* **Exercise prompt**: The data that follows is to be given again, exactly as written.

Records drawn from a dataset
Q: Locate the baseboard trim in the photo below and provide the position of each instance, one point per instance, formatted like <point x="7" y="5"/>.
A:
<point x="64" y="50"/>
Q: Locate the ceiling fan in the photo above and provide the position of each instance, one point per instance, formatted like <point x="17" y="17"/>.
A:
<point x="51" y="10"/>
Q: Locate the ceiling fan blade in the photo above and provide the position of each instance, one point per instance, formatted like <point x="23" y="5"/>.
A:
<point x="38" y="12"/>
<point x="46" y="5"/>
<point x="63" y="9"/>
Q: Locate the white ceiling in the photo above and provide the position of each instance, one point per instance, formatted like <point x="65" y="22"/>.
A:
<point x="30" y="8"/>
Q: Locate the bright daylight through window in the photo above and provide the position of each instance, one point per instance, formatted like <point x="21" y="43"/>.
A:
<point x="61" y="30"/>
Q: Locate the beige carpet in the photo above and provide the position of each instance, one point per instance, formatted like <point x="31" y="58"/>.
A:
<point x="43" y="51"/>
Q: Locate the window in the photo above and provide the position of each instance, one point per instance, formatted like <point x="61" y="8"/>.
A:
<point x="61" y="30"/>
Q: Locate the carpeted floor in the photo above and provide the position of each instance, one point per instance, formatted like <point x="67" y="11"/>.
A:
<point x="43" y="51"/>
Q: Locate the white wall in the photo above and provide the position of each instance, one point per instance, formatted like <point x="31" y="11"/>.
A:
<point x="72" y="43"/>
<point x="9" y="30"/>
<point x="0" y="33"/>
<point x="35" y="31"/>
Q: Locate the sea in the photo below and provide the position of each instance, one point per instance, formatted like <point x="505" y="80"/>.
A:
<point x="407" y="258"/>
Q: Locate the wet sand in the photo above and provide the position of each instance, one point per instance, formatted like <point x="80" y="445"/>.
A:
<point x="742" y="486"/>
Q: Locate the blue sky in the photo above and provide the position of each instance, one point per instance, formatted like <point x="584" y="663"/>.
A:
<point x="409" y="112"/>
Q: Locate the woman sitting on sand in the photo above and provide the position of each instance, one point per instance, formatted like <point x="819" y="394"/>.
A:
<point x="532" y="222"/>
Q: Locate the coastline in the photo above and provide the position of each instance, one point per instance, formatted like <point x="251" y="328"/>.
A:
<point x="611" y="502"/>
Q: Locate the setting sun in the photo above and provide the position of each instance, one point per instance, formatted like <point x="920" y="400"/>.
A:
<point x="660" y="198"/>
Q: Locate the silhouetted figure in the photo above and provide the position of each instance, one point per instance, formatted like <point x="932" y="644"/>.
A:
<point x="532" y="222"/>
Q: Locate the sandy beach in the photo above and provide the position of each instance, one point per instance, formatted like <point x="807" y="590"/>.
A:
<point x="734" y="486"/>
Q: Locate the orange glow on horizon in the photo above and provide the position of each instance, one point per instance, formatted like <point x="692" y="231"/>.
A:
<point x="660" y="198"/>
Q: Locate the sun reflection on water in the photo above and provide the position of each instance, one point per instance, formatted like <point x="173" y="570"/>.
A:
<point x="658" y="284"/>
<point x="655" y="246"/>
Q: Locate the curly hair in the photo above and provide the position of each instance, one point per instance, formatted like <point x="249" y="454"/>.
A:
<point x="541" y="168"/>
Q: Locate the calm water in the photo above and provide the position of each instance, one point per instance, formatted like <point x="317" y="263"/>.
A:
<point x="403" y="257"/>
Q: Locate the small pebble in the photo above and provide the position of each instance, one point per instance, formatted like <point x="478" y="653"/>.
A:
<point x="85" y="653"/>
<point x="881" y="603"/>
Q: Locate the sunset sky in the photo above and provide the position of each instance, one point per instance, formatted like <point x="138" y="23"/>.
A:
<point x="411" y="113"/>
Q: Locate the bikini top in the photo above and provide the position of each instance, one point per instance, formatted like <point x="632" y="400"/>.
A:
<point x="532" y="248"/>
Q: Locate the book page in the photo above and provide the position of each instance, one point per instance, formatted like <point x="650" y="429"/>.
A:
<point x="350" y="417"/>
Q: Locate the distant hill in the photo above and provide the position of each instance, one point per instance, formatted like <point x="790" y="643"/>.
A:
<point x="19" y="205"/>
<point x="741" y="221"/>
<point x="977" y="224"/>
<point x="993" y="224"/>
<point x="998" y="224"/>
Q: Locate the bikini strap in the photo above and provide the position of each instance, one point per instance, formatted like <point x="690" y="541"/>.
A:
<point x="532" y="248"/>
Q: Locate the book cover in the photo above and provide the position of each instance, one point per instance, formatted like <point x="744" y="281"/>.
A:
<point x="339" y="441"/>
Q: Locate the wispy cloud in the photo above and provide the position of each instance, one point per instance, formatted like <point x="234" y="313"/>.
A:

* **Answer**:
Q: Locate the baseboard trim in the photo below and provide the position of each instance, one point per instance, formatted like <point x="7" y="5"/>.
A:
<point x="64" y="50"/>
Q: Locate the ceiling fan in the photo above and provide the position of each instance, one point per instance, formatted like <point x="17" y="17"/>.
A:
<point x="51" y="10"/>
Q: Locate the ceiling fan blade in the photo above and provide the position of each instance, one point per instance, formatted like <point x="23" y="5"/>.
A:
<point x="38" y="12"/>
<point x="46" y="5"/>
<point x="63" y="9"/>
Q: Locate the white ceiling in the photo above and provide the position of each instance, one point per instance, formatted like <point x="65" y="22"/>.
A:
<point x="30" y="8"/>
Q: Locate the bright daylight through window in the photo above and provide the position of each instance, one point per instance, formatted like <point x="21" y="43"/>.
A:
<point x="61" y="30"/>
Q: Locate the beige carpet in the photo above and provide the position of each instance, one point per instance, formatted like <point x="31" y="58"/>.
A:
<point x="43" y="51"/>
Q: Locate the window in the photo above and provide the position of each instance, one point per instance, formatted like <point x="61" y="8"/>.
A:
<point x="61" y="30"/>
Q: Locate the carpeted floor in the photo above and provide the position of each instance, one point per instance, formatted like <point x="67" y="11"/>.
A:
<point x="43" y="51"/>
Q: Locate the white wall in the photo above and provide the position of each instance, one point per instance, formatted like <point x="31" y="11"/>.
A:
<point x="72" y="43"/>
<point x="9" y="30"/>
<point x="0" y="33"/>
<point x="35" y="31"/>
Q: Locate the sea in the photo below and provide the position of each instance, one point per instance, formatted like <point x="505" y="80"/>.
A:
<point x="407" y="258"/>
Q: Locate the wet sand in the photo above and provide the position of each instance, one point per instance, formatted like <point x="80" y="445"/>.
A:
<point x="742" y="486"/>
Q: Locate the blue sky in the photo above and provide the position of each instance, one point per instance, formatted like <point x="584" y="663"/>.
A:
<point x="409" y="112"/>
Q: Locate the woman sitting on sand in the photo above and provide the position of each instance, one point per instance, formatted like <point x="819" y="394"/>.
A:
<point x="532" y="222"/>
Q: Locate the coastline in the photo above and provide the position of each instance, one point per instance, formatted like <point x="251" y="328"/>.
A:
<point x="611" y="502"/>
Q: Locate the setting sun in the photo above and provide the position of each instance, one point per instance, formatted like <point x="920" y="400"/>.
A:
<point x="660" y="198"/>
Q: Locate the silhouetted figure in the photo above and provide the position of each instance, one point per instance, formatted like <point x="932" y="644"/>.
A:
<point x="532" y="222"/>
Q: Locate the sandy beach in the photo above and provide the position of each instance, one point per instance, formatted like <point x="807" y="590"/>.
A:
<point x="734" y="486"/>
Q: Locate the orange glow on horizon in the photo above and provide the position of each instance, one point per instance, formatted like <point x="692" y="231"/>.
A:
<point x="660" y="198"/>
Q: Locate the sun reflection on water in the photo above and provide the position of each instance, one point per instance, formatted like <point x="173" y="570"/>.
A:
<point x="658" y="284"/>
<point x="655" y="246"/>
Q: Locate the curly hair in the photo above and provide the position of each instance, one point per instance, formatted like <point x="249" y="454"/>.
A:
<point x="541" y="168"/>
Q: Locate the calm water in the photo above and provide the position of each instance, one point per instance, formatted like <point x="317" y="263"/>.
A:
<point x="403" y="257"/>
Q: Locate the small pebble in the photo above and provide the position of each instance, one point per instance, formatted like <point x="478" y="653"/>.
A:
<point x="85" y="653"/>
<point x="881" y="603"/>
Q: Locate the sunset sky in the photo above and provide the position of each instance, one point per instance, formatted like <point x="138" y="23"/>.
A:
<point x="411" y="113"/>
Q: Locate the bikini top in the photo above and provide the position of each instance, one point per instance, formatted like <point x="632" y="400"/>.
A:
<point x="532" y="248"/>
Q: Locate the book page in the photo above and provide the position of each instance, one point per instance, formatted like <point x="650" y="429"/>.
A:
<point x="350" y="417"/>
Q: Locate the distant hill in the photo above and provide the position of each instance, one point per instance, formatted like <point x="790" y="643"/>.
A:
<point x="19" y="205"/>
<point x="741" y="221"/>
<point x="977" y="224"/>
<point x="993" y="224"/>
<point x="998" y="224"/>
Q: Locate the bikini strap in the photo above and provide the position of each instance, one point per instance, formatted like <point x="690" y="541"/>.
A:
<point x="532" y="248"/>
Q: Locate the book cover in the photo above and provide the position of each instance, one point per instance, formatted like <point x="744" y="281"/>.
A:
<point x="339" y="441"/>
Q: Locate the wispy cloud in the photo above and provide the position of each instance, one point per instance, formatted like <point x="234" y="313"/>.
A:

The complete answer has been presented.